_Objective_
Return each line of the records below that contains the word "marble", copying every such line in full.

_Data for the task_
========
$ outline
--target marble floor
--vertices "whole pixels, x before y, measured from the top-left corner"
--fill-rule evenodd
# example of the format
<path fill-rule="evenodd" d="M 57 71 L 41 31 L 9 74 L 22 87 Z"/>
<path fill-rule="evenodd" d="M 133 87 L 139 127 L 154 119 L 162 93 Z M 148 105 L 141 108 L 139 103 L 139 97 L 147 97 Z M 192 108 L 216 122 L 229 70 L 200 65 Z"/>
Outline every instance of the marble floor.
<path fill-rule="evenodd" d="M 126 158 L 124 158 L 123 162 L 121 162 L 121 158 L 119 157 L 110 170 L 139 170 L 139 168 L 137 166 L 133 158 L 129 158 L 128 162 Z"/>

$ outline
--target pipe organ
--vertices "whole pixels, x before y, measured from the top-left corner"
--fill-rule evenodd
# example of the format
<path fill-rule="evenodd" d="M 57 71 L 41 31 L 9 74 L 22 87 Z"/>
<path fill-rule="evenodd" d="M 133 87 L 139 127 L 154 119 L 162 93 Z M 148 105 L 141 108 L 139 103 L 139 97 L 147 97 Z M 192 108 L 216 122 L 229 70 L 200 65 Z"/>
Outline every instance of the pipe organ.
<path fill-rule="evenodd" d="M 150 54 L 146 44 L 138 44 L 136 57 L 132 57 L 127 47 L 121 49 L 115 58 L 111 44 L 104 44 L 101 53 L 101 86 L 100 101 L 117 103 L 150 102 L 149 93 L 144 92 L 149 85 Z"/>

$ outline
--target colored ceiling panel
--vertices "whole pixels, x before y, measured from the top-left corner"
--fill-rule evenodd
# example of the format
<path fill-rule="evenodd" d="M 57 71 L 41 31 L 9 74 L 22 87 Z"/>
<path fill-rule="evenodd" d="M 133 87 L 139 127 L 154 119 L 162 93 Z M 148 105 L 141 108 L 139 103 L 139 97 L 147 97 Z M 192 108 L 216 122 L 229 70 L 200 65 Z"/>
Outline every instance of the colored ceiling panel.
========
_Answer to the exercise_
--target marble floor
Outline every instance of the marble floor.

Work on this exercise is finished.